* [Task goal]: Will you restate verbatim the lines running from the line with "Please put a marker on the guinea pig's mouth" to the end of the data, leaving out everything else?

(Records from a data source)
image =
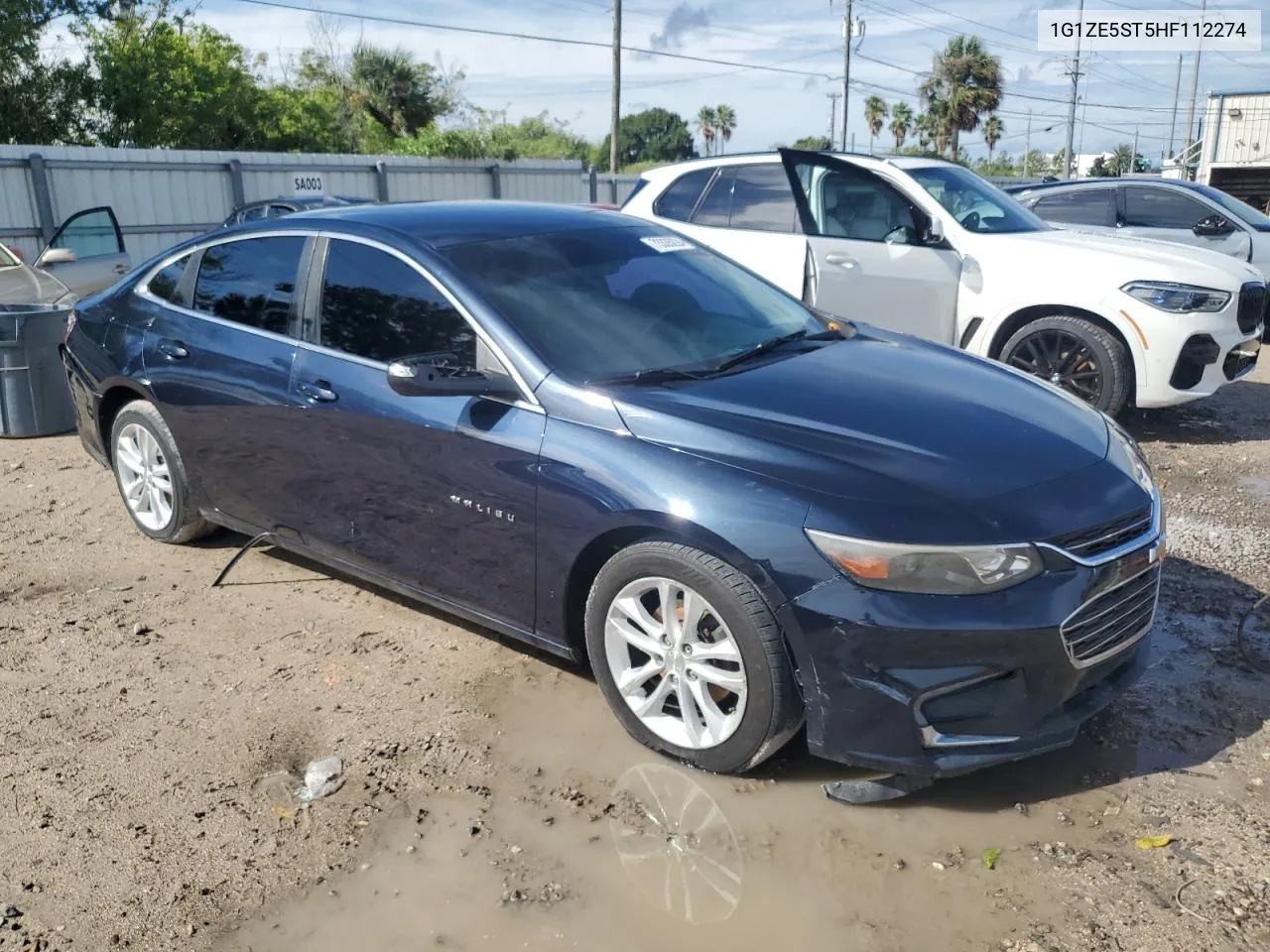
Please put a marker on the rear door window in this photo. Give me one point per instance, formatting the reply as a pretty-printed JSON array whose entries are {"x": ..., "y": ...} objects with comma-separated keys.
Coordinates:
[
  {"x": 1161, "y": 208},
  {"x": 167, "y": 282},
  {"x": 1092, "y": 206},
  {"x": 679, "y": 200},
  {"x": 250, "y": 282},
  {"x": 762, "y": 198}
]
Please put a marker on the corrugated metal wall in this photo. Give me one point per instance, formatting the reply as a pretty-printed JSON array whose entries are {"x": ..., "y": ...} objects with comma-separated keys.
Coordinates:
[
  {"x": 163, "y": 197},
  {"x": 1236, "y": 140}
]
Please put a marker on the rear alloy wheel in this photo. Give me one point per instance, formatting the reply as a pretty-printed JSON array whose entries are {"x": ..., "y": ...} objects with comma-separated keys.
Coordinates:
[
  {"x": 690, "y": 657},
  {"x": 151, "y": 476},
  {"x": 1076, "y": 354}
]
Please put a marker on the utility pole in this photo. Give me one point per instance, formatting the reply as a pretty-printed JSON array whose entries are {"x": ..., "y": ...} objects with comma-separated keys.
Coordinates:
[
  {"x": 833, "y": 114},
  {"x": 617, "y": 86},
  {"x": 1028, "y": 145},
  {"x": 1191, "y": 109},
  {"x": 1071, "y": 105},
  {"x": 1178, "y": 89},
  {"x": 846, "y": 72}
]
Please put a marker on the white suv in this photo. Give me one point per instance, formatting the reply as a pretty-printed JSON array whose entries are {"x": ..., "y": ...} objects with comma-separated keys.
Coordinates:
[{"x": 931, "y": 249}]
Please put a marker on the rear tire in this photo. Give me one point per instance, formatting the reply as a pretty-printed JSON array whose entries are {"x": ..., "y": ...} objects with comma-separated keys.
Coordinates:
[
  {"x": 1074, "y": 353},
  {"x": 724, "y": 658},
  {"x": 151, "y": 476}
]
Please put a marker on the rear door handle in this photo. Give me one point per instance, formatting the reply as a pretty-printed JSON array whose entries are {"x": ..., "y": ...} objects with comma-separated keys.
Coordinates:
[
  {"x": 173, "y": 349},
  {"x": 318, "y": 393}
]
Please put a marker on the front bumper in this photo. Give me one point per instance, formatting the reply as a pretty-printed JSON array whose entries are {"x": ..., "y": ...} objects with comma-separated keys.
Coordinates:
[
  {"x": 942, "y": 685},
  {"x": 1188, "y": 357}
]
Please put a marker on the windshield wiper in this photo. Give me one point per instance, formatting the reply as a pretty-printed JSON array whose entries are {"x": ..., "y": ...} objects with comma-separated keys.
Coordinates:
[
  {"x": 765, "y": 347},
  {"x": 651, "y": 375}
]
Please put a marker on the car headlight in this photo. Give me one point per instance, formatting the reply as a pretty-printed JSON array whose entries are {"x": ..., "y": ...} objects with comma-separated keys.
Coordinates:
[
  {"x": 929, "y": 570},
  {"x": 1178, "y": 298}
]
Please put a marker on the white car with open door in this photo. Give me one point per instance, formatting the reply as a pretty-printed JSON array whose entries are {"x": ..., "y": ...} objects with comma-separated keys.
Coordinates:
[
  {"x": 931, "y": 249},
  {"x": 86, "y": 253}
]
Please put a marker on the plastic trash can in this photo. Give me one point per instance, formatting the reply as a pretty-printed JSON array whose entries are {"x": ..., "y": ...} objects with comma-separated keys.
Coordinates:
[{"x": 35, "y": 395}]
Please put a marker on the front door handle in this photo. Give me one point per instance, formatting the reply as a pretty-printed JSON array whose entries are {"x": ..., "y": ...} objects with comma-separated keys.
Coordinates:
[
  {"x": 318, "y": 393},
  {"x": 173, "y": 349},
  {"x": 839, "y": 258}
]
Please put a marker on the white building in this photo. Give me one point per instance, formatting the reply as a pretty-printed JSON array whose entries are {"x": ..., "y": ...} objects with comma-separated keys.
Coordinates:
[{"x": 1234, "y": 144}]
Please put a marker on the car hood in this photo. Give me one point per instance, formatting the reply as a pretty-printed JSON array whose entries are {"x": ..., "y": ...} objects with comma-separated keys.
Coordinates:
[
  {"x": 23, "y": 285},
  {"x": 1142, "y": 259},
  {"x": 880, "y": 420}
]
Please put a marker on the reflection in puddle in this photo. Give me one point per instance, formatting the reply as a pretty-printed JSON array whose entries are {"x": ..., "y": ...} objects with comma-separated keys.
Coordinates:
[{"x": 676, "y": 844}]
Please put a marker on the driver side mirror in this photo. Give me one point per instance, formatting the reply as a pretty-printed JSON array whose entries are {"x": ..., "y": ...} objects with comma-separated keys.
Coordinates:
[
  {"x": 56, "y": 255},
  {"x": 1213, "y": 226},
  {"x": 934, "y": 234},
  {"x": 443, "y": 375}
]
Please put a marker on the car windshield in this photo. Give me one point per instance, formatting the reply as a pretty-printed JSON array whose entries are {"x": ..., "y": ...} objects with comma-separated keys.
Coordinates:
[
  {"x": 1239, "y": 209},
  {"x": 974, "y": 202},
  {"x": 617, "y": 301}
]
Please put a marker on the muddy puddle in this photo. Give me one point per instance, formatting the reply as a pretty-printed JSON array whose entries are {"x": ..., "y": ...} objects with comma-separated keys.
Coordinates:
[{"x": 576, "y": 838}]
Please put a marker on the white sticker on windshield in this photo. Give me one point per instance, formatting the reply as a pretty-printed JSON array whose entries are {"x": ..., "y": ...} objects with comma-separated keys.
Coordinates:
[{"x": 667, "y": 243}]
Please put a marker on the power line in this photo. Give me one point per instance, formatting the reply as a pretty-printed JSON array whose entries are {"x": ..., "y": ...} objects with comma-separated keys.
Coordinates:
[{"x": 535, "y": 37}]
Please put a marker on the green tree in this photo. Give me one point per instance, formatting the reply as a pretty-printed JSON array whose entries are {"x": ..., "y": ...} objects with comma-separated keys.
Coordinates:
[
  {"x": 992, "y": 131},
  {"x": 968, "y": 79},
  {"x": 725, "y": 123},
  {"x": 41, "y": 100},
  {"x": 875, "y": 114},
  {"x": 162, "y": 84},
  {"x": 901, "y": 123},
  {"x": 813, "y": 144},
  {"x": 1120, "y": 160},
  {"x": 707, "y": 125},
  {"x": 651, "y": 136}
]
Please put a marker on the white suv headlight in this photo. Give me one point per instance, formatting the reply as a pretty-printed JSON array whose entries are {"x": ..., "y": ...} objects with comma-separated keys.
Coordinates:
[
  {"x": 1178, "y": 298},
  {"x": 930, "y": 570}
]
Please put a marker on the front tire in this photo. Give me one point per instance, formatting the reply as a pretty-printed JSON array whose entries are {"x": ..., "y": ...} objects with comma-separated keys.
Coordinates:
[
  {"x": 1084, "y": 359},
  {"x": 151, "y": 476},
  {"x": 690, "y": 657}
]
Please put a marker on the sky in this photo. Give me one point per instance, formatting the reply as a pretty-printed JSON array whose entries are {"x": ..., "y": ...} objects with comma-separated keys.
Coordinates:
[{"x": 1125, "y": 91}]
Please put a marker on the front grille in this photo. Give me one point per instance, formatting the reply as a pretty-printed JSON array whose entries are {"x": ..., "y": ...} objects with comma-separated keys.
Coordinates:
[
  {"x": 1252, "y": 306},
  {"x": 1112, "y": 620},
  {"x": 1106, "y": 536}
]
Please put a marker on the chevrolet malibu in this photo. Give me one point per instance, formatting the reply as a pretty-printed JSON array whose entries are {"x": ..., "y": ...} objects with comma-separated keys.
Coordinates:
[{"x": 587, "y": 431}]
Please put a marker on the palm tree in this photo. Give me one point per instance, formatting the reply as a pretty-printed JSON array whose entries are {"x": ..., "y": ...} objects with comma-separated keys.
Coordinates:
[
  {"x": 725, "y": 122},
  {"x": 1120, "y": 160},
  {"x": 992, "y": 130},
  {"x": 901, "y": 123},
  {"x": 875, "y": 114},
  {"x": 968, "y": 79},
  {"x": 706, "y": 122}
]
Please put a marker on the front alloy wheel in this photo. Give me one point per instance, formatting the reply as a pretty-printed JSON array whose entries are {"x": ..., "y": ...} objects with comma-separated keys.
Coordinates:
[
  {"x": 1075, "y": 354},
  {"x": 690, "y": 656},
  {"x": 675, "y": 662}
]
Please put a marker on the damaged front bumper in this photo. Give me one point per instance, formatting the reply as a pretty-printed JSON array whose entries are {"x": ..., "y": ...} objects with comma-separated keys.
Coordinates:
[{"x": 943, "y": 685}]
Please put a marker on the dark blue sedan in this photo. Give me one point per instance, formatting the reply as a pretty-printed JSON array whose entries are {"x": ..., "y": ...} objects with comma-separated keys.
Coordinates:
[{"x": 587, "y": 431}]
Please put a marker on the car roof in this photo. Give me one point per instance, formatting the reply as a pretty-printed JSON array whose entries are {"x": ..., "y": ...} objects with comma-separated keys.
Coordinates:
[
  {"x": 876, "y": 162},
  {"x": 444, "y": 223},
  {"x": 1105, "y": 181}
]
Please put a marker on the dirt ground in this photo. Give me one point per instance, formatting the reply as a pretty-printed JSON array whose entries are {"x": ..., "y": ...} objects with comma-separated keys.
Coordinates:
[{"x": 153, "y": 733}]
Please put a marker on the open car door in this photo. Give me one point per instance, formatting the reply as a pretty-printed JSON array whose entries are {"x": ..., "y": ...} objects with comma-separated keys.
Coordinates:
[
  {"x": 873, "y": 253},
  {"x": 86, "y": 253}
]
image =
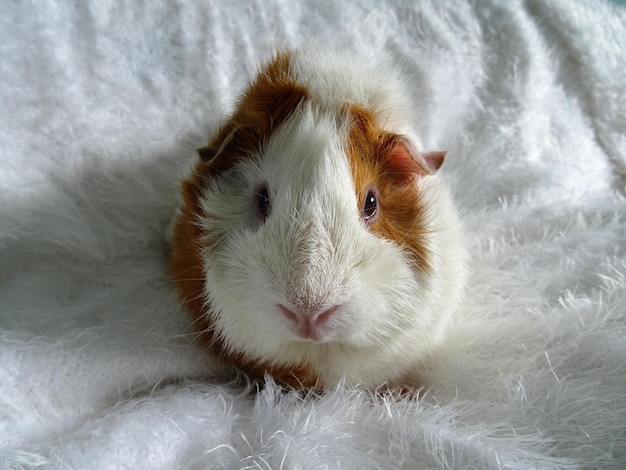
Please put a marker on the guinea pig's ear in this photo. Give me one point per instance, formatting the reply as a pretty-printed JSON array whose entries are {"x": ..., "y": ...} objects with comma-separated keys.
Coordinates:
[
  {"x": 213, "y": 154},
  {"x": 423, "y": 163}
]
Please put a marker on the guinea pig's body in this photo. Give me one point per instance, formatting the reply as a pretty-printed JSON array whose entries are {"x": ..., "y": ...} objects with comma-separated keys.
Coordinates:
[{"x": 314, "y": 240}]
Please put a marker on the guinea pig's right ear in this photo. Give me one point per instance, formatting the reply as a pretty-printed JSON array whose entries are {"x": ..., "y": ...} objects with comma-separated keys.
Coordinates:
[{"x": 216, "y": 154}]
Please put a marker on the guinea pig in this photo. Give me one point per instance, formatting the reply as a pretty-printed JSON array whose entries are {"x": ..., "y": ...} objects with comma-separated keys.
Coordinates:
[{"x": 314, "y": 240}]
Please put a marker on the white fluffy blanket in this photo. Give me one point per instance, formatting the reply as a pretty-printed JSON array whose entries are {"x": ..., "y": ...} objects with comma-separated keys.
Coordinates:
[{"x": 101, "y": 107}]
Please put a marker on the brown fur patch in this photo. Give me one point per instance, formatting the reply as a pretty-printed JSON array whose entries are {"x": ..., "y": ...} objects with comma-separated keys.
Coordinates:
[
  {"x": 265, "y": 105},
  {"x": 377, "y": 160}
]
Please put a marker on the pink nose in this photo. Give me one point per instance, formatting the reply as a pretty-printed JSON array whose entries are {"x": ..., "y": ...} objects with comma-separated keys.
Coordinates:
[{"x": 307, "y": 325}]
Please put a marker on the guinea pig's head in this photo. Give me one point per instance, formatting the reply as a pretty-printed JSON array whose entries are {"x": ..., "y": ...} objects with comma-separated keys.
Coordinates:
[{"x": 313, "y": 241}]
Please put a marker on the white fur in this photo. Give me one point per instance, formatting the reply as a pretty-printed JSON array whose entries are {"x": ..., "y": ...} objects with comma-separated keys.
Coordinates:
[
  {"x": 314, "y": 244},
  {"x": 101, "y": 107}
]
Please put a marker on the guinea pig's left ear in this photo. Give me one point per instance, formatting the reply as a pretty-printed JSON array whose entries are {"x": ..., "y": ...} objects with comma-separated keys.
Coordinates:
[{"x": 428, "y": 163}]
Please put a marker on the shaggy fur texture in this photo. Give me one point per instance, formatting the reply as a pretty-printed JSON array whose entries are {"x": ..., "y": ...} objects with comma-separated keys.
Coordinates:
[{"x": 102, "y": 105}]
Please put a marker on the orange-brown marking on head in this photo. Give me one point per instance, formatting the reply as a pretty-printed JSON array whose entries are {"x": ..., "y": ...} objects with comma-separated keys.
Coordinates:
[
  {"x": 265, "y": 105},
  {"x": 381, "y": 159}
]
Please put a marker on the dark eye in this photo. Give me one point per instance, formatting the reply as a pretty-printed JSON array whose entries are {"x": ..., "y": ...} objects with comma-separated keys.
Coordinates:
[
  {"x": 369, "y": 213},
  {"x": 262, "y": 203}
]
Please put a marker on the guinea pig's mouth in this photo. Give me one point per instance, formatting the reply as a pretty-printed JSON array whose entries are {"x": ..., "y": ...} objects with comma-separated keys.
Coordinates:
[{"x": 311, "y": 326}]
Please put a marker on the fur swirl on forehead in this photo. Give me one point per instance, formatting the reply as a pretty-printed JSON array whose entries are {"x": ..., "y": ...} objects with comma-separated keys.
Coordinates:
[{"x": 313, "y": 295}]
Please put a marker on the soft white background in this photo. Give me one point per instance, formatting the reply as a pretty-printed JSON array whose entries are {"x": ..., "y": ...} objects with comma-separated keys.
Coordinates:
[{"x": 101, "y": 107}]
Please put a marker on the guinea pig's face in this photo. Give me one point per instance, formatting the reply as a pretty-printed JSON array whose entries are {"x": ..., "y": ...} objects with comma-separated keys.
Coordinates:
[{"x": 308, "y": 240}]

* [Task result]:
Please put a marker on the guinea pig's mouth in this photo. Give me one point per instance, formatting the reply as a pretty-printed JSON array whose entries are {"x": ..., "y": ...} objects with comma-separated keys.
Coordinates:
[{"x": 311, "y": 326}]
Please put a marker on the fur swirl on forehead in this photo. Give me one point per instance, formatting the reply as a pretty-printed JSON array whose entries are {"x": ..., "y": ...} objects with comma-separated keys.
Coordinates:
[{"x": 313, "y": 295}]
Please put a marker on the soft white background in this photo. Give me one point per instance, formatting the reply as a pretty-printed JSON array whose entries are {"x": ..., "y": ...} objects with comma-separated keys.
Coordinates:
[{"x": 101, "y": 107}]
Please put a marker on the guinea pig's face in this photo. Give me one point per instance, formatting the reply as a pretty-printed JSON array whose entries are {"x": ..., "y": ...} objects with comma-separated keys.
Coordinates:
[{"x": 308, "y": 240}]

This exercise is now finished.